-- Start --

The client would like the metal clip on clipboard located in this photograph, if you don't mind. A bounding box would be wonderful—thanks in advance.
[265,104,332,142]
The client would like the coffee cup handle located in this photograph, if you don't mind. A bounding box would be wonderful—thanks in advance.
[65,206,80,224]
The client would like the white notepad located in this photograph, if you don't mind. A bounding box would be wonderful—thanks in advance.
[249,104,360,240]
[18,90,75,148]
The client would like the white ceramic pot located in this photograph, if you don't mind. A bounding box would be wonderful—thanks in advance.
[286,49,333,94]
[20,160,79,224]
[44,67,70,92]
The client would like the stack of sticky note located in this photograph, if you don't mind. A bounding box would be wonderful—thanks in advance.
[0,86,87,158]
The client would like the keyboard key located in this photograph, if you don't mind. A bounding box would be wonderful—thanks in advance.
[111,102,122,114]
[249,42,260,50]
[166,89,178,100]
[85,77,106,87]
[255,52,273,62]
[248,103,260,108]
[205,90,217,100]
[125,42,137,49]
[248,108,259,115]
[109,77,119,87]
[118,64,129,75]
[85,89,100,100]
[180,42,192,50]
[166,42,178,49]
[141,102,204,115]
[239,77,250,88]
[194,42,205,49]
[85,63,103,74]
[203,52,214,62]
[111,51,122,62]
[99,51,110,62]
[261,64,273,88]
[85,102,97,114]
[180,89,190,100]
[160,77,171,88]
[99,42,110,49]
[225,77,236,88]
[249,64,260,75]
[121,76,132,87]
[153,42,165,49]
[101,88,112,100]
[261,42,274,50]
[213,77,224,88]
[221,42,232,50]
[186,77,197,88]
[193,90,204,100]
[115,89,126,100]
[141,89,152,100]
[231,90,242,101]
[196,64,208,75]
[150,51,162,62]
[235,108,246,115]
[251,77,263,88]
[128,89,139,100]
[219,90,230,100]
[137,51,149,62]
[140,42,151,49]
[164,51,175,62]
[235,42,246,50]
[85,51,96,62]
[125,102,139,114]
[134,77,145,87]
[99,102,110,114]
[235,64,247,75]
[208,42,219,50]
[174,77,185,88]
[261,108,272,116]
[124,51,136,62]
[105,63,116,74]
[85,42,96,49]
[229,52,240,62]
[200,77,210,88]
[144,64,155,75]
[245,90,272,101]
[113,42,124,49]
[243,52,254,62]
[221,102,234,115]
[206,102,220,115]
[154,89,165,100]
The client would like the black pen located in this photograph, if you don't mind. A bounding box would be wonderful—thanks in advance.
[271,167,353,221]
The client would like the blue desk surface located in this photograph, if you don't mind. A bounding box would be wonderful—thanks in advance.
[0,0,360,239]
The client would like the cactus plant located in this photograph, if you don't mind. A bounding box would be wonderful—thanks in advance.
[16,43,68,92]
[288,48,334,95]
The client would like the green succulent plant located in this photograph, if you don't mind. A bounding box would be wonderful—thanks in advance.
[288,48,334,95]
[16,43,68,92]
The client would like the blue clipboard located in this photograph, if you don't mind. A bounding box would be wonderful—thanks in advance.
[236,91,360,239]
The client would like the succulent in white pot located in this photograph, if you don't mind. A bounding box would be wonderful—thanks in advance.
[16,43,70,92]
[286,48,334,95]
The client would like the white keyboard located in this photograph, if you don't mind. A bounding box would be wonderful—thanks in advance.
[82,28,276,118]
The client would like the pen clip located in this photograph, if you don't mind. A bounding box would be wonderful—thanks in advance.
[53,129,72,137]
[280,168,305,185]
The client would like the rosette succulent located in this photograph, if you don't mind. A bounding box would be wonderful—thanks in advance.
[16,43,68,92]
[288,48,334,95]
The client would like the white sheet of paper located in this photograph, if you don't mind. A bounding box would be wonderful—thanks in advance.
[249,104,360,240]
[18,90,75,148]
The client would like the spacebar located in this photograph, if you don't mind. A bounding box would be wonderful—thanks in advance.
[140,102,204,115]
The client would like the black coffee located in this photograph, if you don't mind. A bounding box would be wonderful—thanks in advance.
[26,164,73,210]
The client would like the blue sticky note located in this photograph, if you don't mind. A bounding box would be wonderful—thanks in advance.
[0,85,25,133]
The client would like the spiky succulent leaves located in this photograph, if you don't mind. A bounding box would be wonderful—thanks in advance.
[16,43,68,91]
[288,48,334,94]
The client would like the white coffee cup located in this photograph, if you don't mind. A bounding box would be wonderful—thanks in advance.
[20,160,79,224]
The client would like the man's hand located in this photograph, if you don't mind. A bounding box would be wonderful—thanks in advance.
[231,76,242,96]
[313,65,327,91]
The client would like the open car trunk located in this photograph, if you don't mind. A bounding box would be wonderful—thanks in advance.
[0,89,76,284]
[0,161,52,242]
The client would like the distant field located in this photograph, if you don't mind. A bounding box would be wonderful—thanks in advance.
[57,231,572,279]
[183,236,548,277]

-- End --

[WHAT THE EXERCISE ASKS] Reproduce the lines above, switching every "photograph" to "image" and leaving everything else unchanged.

[FULL SOLUTION]
The client would like the metal clip on clipboard located in this image, if you don't mind. A bounding box would be wonderful—thanks in advance.
[265,104,332,142]
The client would like the coffee cup handle located in this image, if you don't mind. A bounding box would be wonderful—thanks in advance.
[65,206,80,224]
The client would like the white notepad located in this image, if you don't mind. A bounding box would be wonderful—thanks in advance.
[249,104,360,240]
[18,90,75,148]
The client would like the white ceramic pot located in this image, if you don't mind. A bounding box would be wonderful—thanks in advance.
[286,49,333,94]
[20,160,79,224]
[44,67,70,92]
The client would like the stack of sticky note located in this image, if you don't mind. A bounding box would be wonderful—thanks in advance.
[0,86,87,158]
The client would like the keyboard key located in this image, if you don't mind. A bounding box would be wonderful—thanks in advance.
[111,102,122,114]
[249,42,260,50]
[166,89,178,100]
[85,77,106,87]
[255,52,273,62]
[248,103,260,108]
[205,90,217,100]
[125,42,137,49]
[248,108,259,115]
[109,77,119,87]
[118,64,129,75]
[85,89,100,100]
[180,42,192,50]
[166,42,178,49]
[141,102,204,115]
[239,77,250,88]
[194,42,205,49]
[85,63,103,74]
[203,52,214,62]
[111,51,122,62]
[99,51,110,62]
[261,64,273,88]
[85,102,97,114]
[180,89,190,100]
[160,77,171,88]
[99,42,110,49]
[225,77,236,88]
[249,64,260,75]
[121,76,132,87]
[153,42,165,49]
[101,88,112,100]
[261,42,274,50]
[213,77,224,88]
[221,42,232,50]
[186,77,197,88]
[193,90,204,100]
[115,89,126,100]
[141,89,152,100]
[231,90,242,101]
[196,64,208,75]
[150,51,162,62]
[235,108,246,115]
[251,77,263,88]
[128,89,139,100]
[219,90,230,100]
[137,51,149,62]
[140,42,151,49]
[164,51,175,62]
[235,42,246,50]
[85,51,96,62]
[125,102,139,114]
[134,77,145,87]
[99,102,110,114]
[235,64,247,75]
[208,42,219,50]
[174,77,185,88]
[261,108,272,116]
[124,51,136,62]
[105,63,116,74]
[85,42,96,49]
[229,52,240,62]
[200,77,210,88]
[144,64,155,75]
[245,90,272,101]
[113,42,124,49]
[243,52,254,62]
[221,102,234,115]
[206,102,220,115]
[154,89,165,100]
The client would like the black pen located in this image, if you don't mind. A bounding box would be wonderful—thanks in advance.
[271,167,353,221]
The client would like the blue desk surface located in this image, if you don't mind. A bounding box would be wonderful—thanks in advance.
[0,0,360,239]
The client would like the cactus plant located in this image, if you don't mind. A bounding box would be wonderful—thanks in advance.
[16,43,68,92]
[288,48,334,95]
The client would like the green succulent plant located in this image, if you don't mind. A bounding box would be wonderful—thanks in advance.
[288,48,334,95]
[16,43,68,92]
The client would like the blue clipboard located in this image, if you don't mind. A bounding box would be wonderful—thanks in advance.
[236,91,360,239]
The client would like the succulent in white pot located in this image, if you don't mind. A bounding box would be wonderful—thanks in advance.
[16,43,70,92]
[286,48,334,95]
The client would like the white keyboard located in this image, if you don't mind. A bounding box would be wonderful—thanks in advance.
[82,28,276,118]
The client would like the pen clip located in this image, if you don't mind. A bounding box would be wonderful—thanks in advance.
[53,129,72,137]
[280,168,305,185]
The client would like the rosette succulent located in this image, if you don't mind. A bounding box would be wonderful—thanks in advance.
[16,43,68,92]
[288,48,334,95]
The client would like the white sheet of paper located in this image, if you don't mind. A bounding box would be wonderful—thanks in advance.
[249,104,360,240]
[18,90,75,148]
The client would like the spacebar located in this image, if you don't mind. A bounding box would be wonderful—thanks in advance.
[140,102,204,115]
The client would like the black coffee located in this image, if you don't mind. A bounding box would be wonderful—thanks in advance.
[26,164,73,210]
The client would like the blue sticky note located in this image, if you don't mind. A bounding box would be wonderful—thanks in advance.
[0,85,25,133]
The client would like the spiky succulent leaves located in this image, if you don't mind. A bounding box would be wonderful—thanks in advance.
[16,43,68,91]
[288,48,334,94]
The client would like the white coffee cup located in this image, if you don't mind. A bounding box would be wonderful—thanks in advance.
[20,160,79,224]
The client would like the man's hand located in this image, if you don't mind. A bounding box would be wonderful—thanks in advance.
[231,76,242,96]
[313,65,327,91]
The client would like the open car trunk located in this image, if you don't mind. A bounding box would be wonderful—thanks in advance.
[0,89,76,284]
[0,161,52,242]
The client would like the distant field located in this image, if you don't mind. A bounding box would be wonderful—thanks in advance.
[57,231,572,279]
[183,236,548,277]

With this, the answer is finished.